The answer was simple to me in my early 20s. It should be live at all times throughout all holidays (after all, not everyone on planet earth shares the same holidays). Liquidity and transaction completion should be available on demand at the stroke of a key on your laptop at 5am, if needed. Sunday, Christmas, Ramadan, it shouldn’t matter. If you want to trade you can trade.

As a former algorithmic trader at a bank, the calculus is simple. The more hours we can trade, the more money we can make. There are 24 hours in a day, and 7 days in a week. Let’s just do it all the time. After all, bonuses don’t hand themselves out, right? Simple.

Not so simple. Quick, obligatory Wall Street story. When I was a young trader, my NYC trading desk did a particular strategy in Asia. This required a rotation of traders in the New York office to do Japan hours, approximately once every 6 weeks.

You get in on Sunday at 5pm, stay until the trade execution happens overnight (morning in Tokyo), and leave around 4am Monday morning EST after confirming the portfolio looks good.

Also, you were expected to go home, take a shower, get 3 hours of sleep, and still make it back for the 9:30am New York open. It was both grueling and thrilling as a young trader, to have a black car take you to the office and back to execute trades on the other side of the world. To riff on the drinking joke, it’s always 9:30am somewhere in the world, right?

● MATERIAL:
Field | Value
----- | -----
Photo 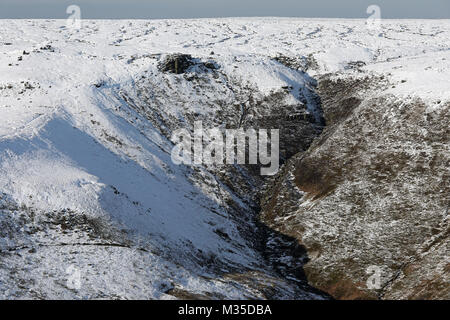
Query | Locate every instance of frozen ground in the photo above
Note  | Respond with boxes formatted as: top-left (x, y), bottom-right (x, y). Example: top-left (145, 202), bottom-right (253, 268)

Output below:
top-left (0, 18), bottom-right (450, 299)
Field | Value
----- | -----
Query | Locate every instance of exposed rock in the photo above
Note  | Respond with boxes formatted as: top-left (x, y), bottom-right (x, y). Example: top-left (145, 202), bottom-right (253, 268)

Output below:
top-left (158, 53), bottom-right (218, 74)
top-left (262, 77), bottom-right (450, 299)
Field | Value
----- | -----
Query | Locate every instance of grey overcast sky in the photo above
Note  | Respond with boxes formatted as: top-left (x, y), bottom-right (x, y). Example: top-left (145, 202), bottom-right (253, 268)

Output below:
top-left (0, 0), bottom-right (450, 19)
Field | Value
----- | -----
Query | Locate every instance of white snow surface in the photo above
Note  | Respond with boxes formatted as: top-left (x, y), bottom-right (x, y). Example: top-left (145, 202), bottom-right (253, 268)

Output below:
top-left (0, 18), bottom-right (450, 299)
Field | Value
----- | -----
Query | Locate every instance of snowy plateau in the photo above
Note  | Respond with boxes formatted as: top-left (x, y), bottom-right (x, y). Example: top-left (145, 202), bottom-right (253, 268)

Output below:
top-left (0, 18), bottom-right (450, 299)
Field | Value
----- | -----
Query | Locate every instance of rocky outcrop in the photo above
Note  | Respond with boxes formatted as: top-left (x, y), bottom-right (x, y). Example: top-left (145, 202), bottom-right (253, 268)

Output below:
top-left (262, 75), bottom-right (450, 299)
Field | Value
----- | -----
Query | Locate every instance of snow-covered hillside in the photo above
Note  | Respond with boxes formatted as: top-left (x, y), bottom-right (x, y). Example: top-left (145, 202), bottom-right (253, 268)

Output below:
top-left (0, 18), bottom-right (450, 299)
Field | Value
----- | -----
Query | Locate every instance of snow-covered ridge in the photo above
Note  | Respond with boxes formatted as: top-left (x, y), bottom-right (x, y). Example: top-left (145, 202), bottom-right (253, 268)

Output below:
top-left (0, 18), bottom-right (450, 298)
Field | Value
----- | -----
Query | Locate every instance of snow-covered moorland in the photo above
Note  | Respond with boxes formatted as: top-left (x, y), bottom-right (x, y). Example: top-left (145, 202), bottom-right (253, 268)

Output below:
top-left (0, 18), bottom-right (450, 299)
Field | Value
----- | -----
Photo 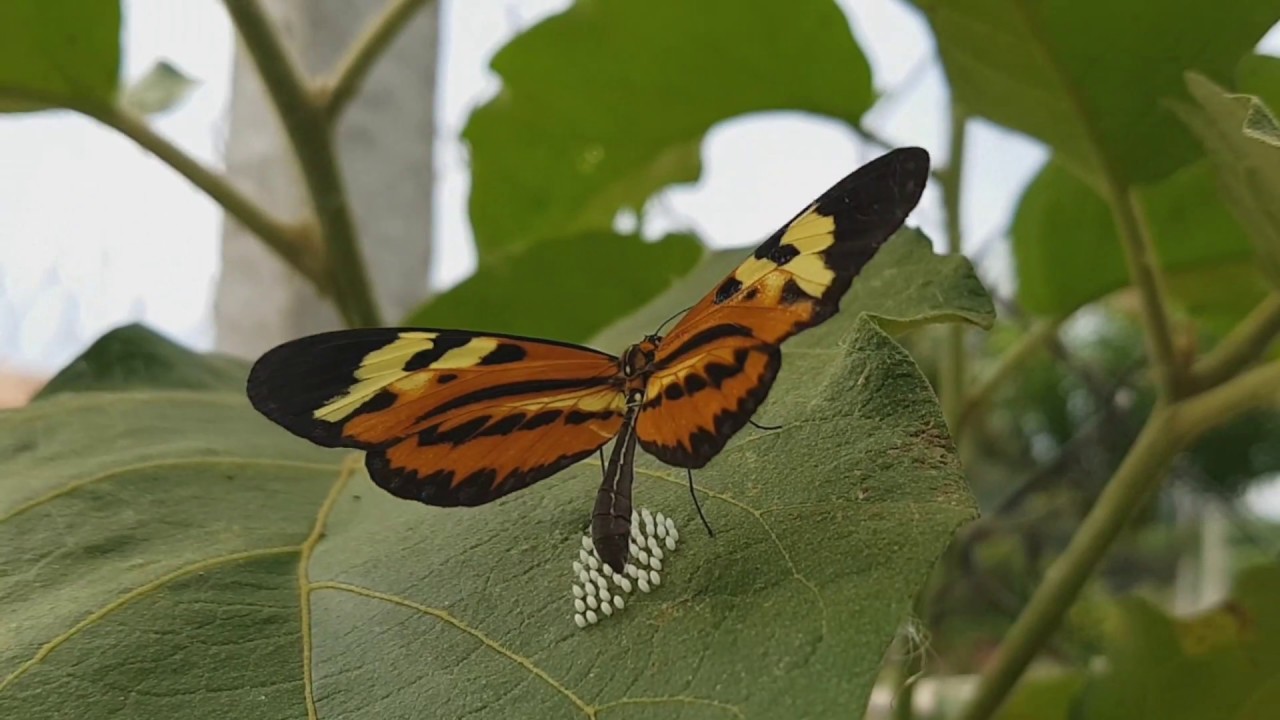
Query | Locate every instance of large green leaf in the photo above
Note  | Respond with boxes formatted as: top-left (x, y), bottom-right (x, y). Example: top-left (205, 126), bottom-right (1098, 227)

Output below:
top-left (0, 0), bottom-right (120, 111)
top-left (1179, 65), bottom-right (1280, 286)
top-left (465, 0), bottom-right (872, 252)
top-left (0, 241), bottom-right (986, 720)
top-left (1076, 565), bottom-right (1280, 720)
top-left (1012, 161), bottom-right (1266, 318)
top-left (914, 0), bottom-right (1280, 184)
top-left (404, 232), bottom-right (704, 342)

● AIM OF THE EXERCISE: In the trading-hours excerpt, why did the writer in their early 20s believe markets should stay live throughout all holidays? Answer in one to three sentences. Use only the trading-hours excerpt, not the items, as your source.

● RESPONSE: The writer reasoned that not everyone on planet earth shares the same holidays. So trading should be available on demand whether it's Sunday, Christmas or Ramadan.